## Your task:
Which lines in the listing below contain the word "wooden"? Identify each of them and copy it out in full.

## Records for processing:
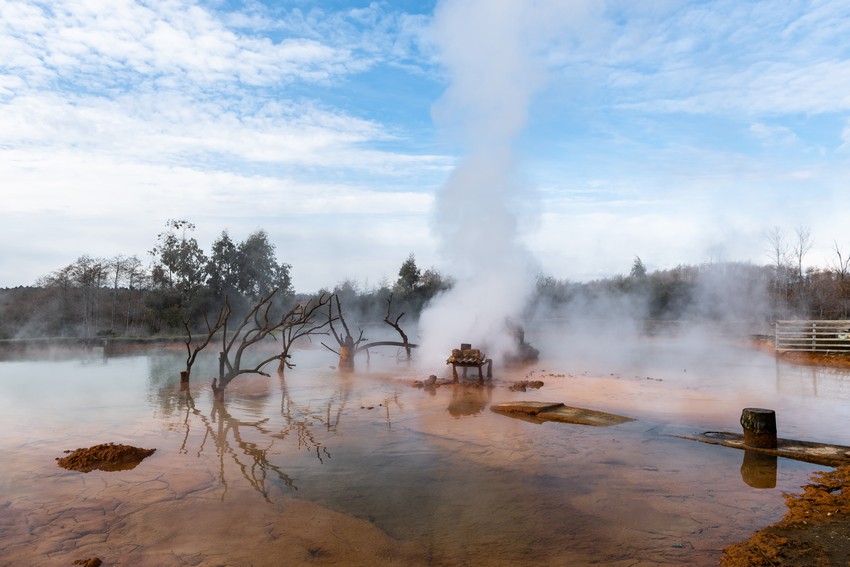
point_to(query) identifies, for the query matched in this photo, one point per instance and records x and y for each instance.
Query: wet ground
(324, 468)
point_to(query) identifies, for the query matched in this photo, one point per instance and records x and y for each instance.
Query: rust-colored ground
(815, 531)
(105, 457)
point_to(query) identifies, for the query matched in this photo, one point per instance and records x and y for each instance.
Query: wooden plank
(808, 451)
(538, 412)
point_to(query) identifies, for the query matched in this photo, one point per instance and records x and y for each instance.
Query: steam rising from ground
(491, 50)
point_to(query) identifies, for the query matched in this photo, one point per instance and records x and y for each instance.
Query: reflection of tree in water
(469, 399)
(230, 435)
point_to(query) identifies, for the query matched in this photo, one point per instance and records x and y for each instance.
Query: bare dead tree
(347, 345)
(212, 329)
(394, 324)
(802, 244)
(301, 322)
(259, 325)
(842, 266)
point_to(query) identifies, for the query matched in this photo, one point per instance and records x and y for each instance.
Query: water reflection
(468, 399)
(250, 446)
(758, 469)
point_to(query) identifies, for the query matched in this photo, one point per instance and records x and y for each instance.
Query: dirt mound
(106, 457)
(813, 532)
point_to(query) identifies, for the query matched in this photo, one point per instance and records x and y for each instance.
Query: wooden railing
(813, 336)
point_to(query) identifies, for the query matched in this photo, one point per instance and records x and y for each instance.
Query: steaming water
(324, 468)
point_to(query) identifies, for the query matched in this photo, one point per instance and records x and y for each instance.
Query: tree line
(124, 296)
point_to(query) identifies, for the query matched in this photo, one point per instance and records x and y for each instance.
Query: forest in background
(124, 296)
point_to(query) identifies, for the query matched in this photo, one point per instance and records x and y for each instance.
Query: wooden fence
(813, 336)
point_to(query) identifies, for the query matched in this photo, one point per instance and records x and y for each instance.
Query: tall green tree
(408, 276)
(259, 272)
(223, 267)
(181, 264)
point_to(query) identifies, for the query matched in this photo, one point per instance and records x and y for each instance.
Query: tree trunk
(759, 428)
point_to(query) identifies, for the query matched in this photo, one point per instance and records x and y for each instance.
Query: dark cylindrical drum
(759, 428)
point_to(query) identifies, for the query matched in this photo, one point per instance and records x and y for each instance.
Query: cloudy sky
(677, 131)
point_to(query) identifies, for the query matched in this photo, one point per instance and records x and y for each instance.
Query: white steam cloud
(494, 54)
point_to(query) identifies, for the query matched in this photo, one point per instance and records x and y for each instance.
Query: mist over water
(492, 52)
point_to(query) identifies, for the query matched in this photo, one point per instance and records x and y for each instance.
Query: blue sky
(680, 132)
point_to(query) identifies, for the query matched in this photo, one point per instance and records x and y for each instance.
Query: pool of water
(322, 467)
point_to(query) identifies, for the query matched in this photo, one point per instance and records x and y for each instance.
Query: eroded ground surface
(320, 468)
(105, 457)
(815, 531)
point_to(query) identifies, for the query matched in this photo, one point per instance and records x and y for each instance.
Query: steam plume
(491, 50)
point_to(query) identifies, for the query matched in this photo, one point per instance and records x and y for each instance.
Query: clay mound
(105, 457)
(813, 532)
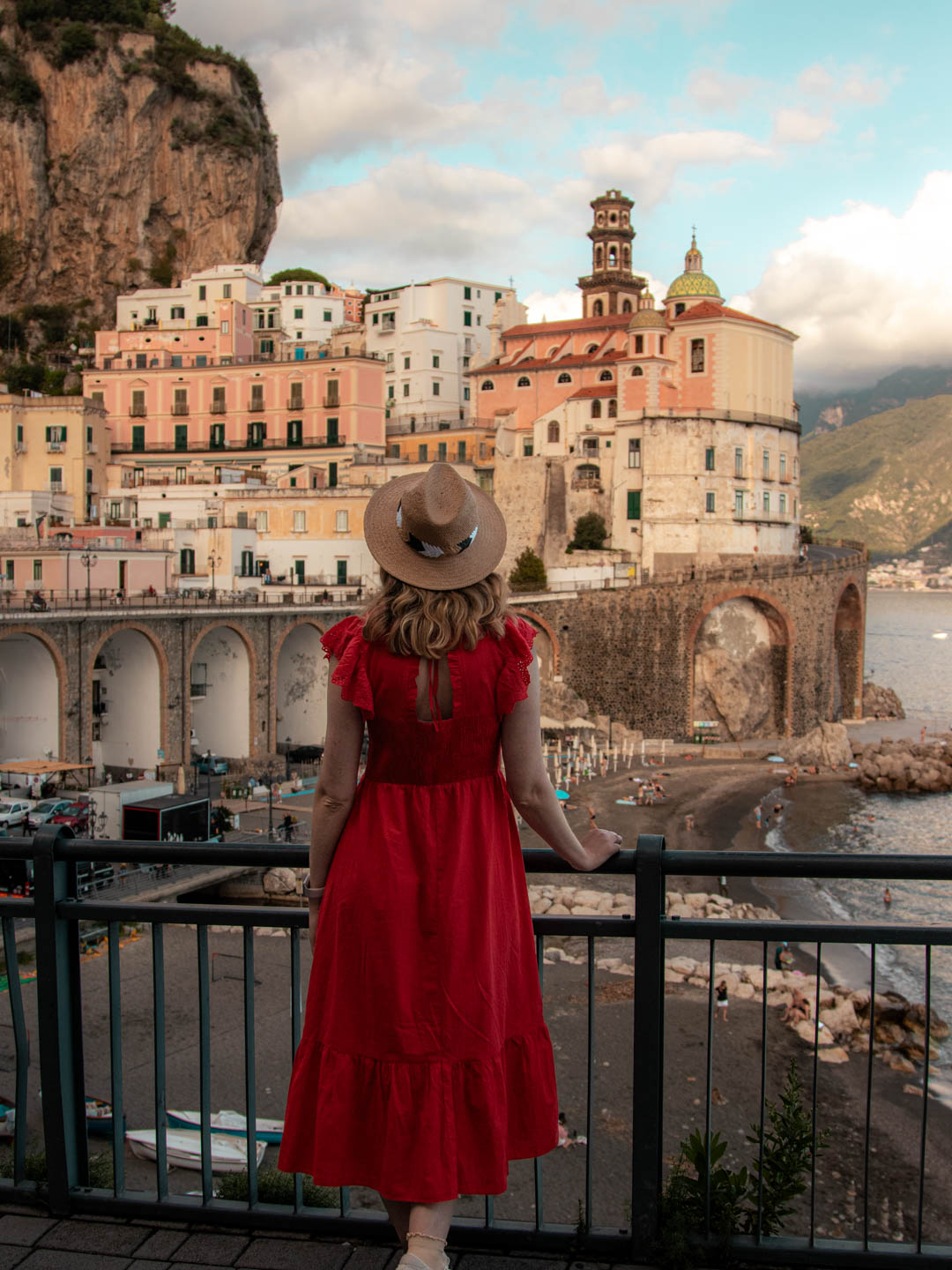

## Task response:
Query: wooden plank
Query: wooden railing
Query: wooden fence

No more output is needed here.